> [Exercise requirements]:
Using the report on the Zurich art robbery, list each painting that was stolen, with its artist.

— begin Page excerpt —

Three armed robbers wearing ski masks took the impressionist and
post-impressionist paintings from the E.G. Buehrle Collection in Zurich's
Eighth District in an afternoon raid yesterday, 30 minutes before it closed,
police said today. They described the attack as ``spectacular.''
``On the open market, these pictures are unsellable,'' Lukas Gloor, director
of the museum, said at a news conference today. Marco Cortesi, a Zurich
police spokesman, confirmed the incident was the ``biggest-ever art
robbery'' in Switzerland.
The U.S. Federal Bureau of Investigation puts losses from art and cultural
property crime at $6 billion a year. The biggest U.S. art heist was of some
$300 million of Rembrandts and other works stolen from Boston's Isabella
Stewart Gardner Museum, in 1990, according to the FBI Web site.
Monet's ``Poppies Near Vetheuil,'' Degas's ``Count Lepic and his
Daughters,'' Van Gogh's ``Blossoming Chestnut Branches'' and Cezanne's ``Boy
in the Red Vest'' are the four paintings stolen, Swiss police said. A reward
of 100,000 Swiss francs ($90,690) is being offered for information leading
to the recovery of the paintings.
One of the men threatened personnel with a pistol, forcing them to the
floor, while the other two robbers grabbed the paintings from the exhibition
hall. One of the robbers spoke German with a Slavic accent, the police said.
Gang Prepared
``It sounds like there was a gang prepared to do anything to get the art,''
said Chris Marinello, the London-based general counsel of the Art Loss
Register, which listed the stolen paintings on its data base after being
approached by the museum.
``You could infer that from the number of people involved in the theft and
the fact that it was well-planned, a half hour before the museum was about
to close,'' Marinello said.
The culprits didn't steal more because of the weight of the framed
paintings, Gloor said. The museum had adequate security and was powerless
against an armed robbery, he said.

— end Page excerpt —
— begin Records shown —

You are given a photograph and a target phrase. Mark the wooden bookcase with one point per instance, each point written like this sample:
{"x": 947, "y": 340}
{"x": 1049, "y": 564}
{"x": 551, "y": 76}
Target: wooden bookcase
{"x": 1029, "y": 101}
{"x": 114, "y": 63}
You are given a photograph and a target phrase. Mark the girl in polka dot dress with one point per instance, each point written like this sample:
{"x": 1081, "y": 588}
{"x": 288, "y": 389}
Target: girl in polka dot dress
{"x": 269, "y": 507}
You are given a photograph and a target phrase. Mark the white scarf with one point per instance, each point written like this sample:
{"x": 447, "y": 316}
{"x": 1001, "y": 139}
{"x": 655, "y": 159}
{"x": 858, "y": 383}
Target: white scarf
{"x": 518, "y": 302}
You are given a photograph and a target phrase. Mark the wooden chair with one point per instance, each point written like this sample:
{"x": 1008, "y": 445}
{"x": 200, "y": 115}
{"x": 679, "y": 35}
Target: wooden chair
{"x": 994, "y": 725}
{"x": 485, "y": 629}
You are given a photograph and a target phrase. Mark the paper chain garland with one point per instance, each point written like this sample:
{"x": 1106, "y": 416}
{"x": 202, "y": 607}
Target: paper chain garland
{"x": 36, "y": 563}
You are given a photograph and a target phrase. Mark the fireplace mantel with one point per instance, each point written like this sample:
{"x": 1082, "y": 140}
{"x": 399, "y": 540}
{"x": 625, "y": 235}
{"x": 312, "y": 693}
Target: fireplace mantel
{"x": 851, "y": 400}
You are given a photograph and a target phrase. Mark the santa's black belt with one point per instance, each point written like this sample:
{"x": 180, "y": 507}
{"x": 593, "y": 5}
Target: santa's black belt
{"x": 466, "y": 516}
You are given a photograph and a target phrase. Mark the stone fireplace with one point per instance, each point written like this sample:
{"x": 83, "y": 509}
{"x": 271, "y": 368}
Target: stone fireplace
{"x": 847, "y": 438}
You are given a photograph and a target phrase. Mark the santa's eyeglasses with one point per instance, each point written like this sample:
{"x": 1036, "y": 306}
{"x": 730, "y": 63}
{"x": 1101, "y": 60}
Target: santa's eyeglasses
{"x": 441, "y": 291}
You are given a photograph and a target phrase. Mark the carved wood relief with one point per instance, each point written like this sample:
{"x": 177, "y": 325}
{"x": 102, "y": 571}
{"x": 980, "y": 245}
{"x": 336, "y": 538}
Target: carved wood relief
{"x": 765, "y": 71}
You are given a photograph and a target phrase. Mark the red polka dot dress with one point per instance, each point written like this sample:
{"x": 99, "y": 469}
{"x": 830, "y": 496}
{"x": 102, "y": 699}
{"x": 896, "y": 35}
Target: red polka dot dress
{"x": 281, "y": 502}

— end Records shown —

> [Result of the task]:
- Monet, "Poppies Near Vetheuil"
- Degas, "Count Lepic and his Daughters"
- Van Gogh, "Blossoming Chestnut Branches"
- Cezanne, "Boy in the Red Vest"